## Task 1
In the forum thread, where does the Emery Go Round stop?
## Task 2
Please condense the forum thread's paragraph starting "Not if she doesn't live near the Transbay Terminal" into two sentences, keeping its main points.

* Begin Document section *

West Oakland and Emeryville seem really dangerous to me. I grew up in West Philadelphia, which dosen't seem so bad compared to East Bay. From crime records, it does seem Emeryville is a lot better than West Oakland.

I don't know, I'm just nervous around the East Bay.

If Sarah Wildfang really wants to get to Emeryville, wouldn't it be easier on AC Transit Transbay?


----------



## tp49 (Nov 14, 2013)

Swadian Hardcore said:


> West Oakland and Emeryville seem really dangerous to me. I grew up in West Philadelphia, which dosen't seem so bad compared to East Bay. From crime records, it does seem Emeryville is a lot better than West Oakland.
> 
> I don't know, I'm just nervous around the East Bay.
> 
> If Sarah Wildfang really wants to get to Emeryville, wouldn't it be easier on AC Transit Transbay?


Not if she doesn't live near the Transbay Terminal. Also, the Emery Go Round goes right to her office door and the Emery Go Round stops at the MacArthur BART station. Why should she take an AC Transbay when that is the case?

* End Document section *
* Begin Rows *

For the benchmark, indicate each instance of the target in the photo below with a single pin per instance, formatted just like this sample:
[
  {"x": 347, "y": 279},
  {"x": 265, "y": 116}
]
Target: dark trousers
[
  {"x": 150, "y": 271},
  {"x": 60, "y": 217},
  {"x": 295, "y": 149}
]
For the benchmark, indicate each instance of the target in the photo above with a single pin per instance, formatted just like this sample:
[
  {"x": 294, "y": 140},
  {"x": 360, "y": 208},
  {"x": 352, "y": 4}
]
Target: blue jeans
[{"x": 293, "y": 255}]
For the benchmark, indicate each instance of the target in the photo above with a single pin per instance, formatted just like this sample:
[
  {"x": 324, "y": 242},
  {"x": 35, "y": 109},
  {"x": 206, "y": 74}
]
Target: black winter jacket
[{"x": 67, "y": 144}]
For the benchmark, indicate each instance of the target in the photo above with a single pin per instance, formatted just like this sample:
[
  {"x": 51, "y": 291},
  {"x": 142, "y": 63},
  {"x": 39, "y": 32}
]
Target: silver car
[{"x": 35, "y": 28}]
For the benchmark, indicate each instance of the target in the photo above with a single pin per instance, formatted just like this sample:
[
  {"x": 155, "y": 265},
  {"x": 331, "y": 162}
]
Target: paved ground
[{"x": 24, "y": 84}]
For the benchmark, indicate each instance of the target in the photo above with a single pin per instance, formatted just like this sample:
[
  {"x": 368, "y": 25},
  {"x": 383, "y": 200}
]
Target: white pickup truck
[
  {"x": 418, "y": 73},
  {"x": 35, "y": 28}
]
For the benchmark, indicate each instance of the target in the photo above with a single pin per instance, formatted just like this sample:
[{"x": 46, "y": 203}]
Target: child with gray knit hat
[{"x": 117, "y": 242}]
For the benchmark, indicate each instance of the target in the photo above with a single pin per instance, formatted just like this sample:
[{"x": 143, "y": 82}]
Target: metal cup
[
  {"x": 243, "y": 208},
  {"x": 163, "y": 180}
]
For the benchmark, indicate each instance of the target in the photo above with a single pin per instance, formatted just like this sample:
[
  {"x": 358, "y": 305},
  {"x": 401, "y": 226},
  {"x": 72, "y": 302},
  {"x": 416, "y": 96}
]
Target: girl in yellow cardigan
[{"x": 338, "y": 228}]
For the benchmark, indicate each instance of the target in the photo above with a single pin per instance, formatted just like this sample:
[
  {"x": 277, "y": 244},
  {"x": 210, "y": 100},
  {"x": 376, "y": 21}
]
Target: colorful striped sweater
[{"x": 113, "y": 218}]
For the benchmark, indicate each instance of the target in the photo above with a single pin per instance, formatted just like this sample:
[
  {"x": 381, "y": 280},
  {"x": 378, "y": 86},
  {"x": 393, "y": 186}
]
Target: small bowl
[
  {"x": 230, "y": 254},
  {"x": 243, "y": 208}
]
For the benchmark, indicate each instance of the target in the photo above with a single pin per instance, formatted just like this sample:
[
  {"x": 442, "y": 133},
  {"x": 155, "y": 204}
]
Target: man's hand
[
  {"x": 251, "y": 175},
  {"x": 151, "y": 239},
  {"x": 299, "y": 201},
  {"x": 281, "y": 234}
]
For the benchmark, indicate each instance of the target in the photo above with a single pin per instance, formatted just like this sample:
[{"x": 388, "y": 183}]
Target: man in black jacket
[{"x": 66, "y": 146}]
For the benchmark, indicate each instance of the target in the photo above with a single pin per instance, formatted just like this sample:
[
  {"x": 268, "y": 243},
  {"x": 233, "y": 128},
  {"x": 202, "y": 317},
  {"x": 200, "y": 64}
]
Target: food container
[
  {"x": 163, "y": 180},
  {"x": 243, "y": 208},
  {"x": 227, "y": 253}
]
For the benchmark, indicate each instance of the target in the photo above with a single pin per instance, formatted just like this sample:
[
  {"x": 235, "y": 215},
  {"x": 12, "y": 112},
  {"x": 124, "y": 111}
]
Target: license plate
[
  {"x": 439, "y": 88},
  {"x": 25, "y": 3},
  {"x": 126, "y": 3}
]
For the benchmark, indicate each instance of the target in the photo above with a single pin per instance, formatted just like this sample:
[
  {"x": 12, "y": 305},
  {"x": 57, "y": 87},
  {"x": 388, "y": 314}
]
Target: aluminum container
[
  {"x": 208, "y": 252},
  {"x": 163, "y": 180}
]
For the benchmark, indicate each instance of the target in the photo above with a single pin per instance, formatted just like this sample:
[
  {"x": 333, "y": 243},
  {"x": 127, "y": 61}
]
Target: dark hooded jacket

* End Rows *

## Written solution 1
It stops at the MacArthur BART station.

## Written solution 2
AC Transit Transbay would only be easier if she lived near the Transbay Terminal. Since the Emery Go Round goes right to her office door and stops at the MacArthur BART station, there is no reason for her to take an AC Transbay.